EXCERPTED TEXT ▸
Another answer is the loss of the concept of personal responsibility in our world.  One need look no further than the body politic to see a very large group of elected and appointed government officials who virtually never take personal responsibility for ANYTHING!  Liars, cheaters, plagiarists, and influence peddlers are the stock -in-trade of congress. Our prisons are full of convicted criminals who are all innocent.  We have fat people who are not responsible for their weight, smokers who are not responsible for lighting up and illegal aliens who are not responsible for being here illegally.  I could go on.  So, why should this mother be responsible for her daughter’s accident?

I am a father.  My wife and I have raised 3 children.  When we got on a plane with our kids we made sure they got on the plane and in their seat.  When we took them to the playground it was our responsibility to see to it they didn’t break their neck.  Have you noticed the changes that have taken place at playgrounds over the last 20 years?  How did any of us who are over 30 ever survive?  The way we are going in another ten years all playgrounds will consist of a pile of pillows with the pillow cases depicting pictures of kids playing on REAL (but illegal) playground equipment.

WORK TO COMPLETE ▸
#1 In the piece on personal responsibility, how many children does the writer say they raised with their spouse?
#2 Please write out the personal responsibility piece from "I am a father.  My" up to and including "illegal) playground equipment.", replacing "plane" with "train".
#3 Carry on the piece about personal responsibility from the point where it stops.

RECORDED INFORMATION ▸
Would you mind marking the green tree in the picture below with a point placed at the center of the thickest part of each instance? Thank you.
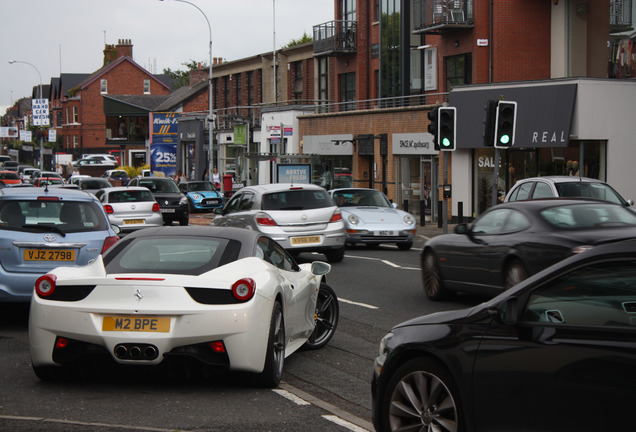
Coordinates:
(182, 77)
(304, 39)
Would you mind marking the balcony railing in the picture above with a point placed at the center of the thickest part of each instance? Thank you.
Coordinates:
(435, 16)
(621, 16)
(335, 37)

RESPONSES TO THE EXERCISE ▸
#1 Three children.

#2
I am a father.  My wife and I have raised 3 children.  When we got on a train with our kids we made sure they got on the train and in their seat.  When we took them to the playground it was our responsibility to see to it they didn’t break their neck.  Have you noticed the changes that have taken place at playgrounds over the last 20 years?  How did any of us who are over 30 ever survive?  The way we are going in another ten years all playgrounds will consist of a pile of pillows with the pillow cases depicting pictures of kids playing on REAL (but illegal) playground equipment.

#3
Sometimes there is negligence on the part of the doctor, or lawyer or business. And when that happens there is a system in place to deal with it.  But sometimes it is not the fault of the party with the deep pockets, the blame lies with the so-called “little-guy”.  And sometimes it’s an accident.  But even to say so invites accusations of callousness and lack of caring and concern.

But I can’t be responsible for having written this.  My mother smoked while she was pregnant with me and she ate food with salt, and there was no warning label on this blog site and my English teacher in college was negligent and ….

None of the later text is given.